*Listed entries*.
++++++++++++++++++++

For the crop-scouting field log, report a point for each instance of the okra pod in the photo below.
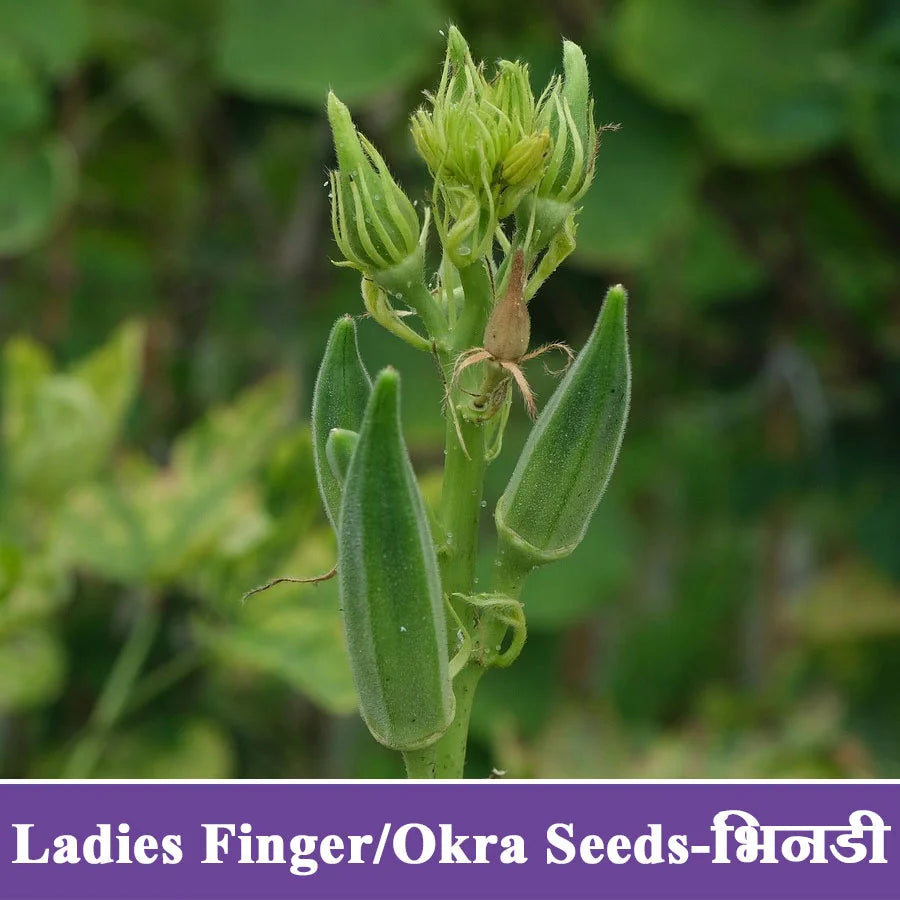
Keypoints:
(391, 598)
(339, 401)
(570, 454)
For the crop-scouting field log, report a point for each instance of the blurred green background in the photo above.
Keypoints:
(165, 291)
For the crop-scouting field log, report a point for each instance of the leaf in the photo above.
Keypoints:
(32, 669)
(31, 587)
(51, 33)
(760, 77)
(299, 49)
(644, 182)
(290, 632)
(158, 524)
(113, 371)
(23, 105)
(36, 186)
(823, 615)
(194, 748)
(714, 268)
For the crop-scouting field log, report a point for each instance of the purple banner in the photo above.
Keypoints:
(451, 840)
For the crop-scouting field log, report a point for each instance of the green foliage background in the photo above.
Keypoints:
(165, 292)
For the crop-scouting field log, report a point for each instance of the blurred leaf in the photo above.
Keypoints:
(644, 183)
(36, 186)
(299, 49)
(32, 669)
(193, 748)
(291, 632)
(558, 596)
(715, 269)
(51, 33)
(59, 428)
(855, 263)
(23, 105)
(848, 602)
(150, 524)
(762, 77)
(30, 588)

++++++++++++++++++++

*Goal*. Copy out all of the entries above with "crop-scouting field log" renamed to "harvest inspection report" and nothing else altered. Leave out the pictures.

*Reply to the task*.
For the harvest inspection report, report a point for each instance of the okra pod in the photo below.
Keypoints:
(391, 598)
(339, 401)
(570, 454)
For the harvest inspection report, report a point for each instance of the blurred green background in the photo above.
Keypoints:
(165, 291)
For the harvest inspection report, report a point for each instance of the leaf in the photo above.
Keypoints:
(32, 669)
(31, 587)
(51, 33)
(760, 77)
(299, 49)
(644, 182)
(290, 632)
(158, 524)
(113, 371)
(23, 105)
(36, 186)
(823, 615)
(194, 748)
(714, 268)
For the harvest inspection report, report a point for each instance of the purple banner in the photo above.
Keypoints:
(451, 840)
For the harvest inspection report, report a point for each instance of the green foliage background in the photo above.
Keypoints:
(165, 292)
For the harvest inspection report, report a point for each instance of the blurred leaf in the photo above.
Keypoints:
(644, 183)
(36, 186)
(299, 49)
(32, 669)
(193, 748)
(291, 632)
(558, 596)
(715, 269)
(51, 33)
(59, 428)
(855, 263)
(23, 105)
(848, 602)
(150, 524)
(762, 77)
(30, 588)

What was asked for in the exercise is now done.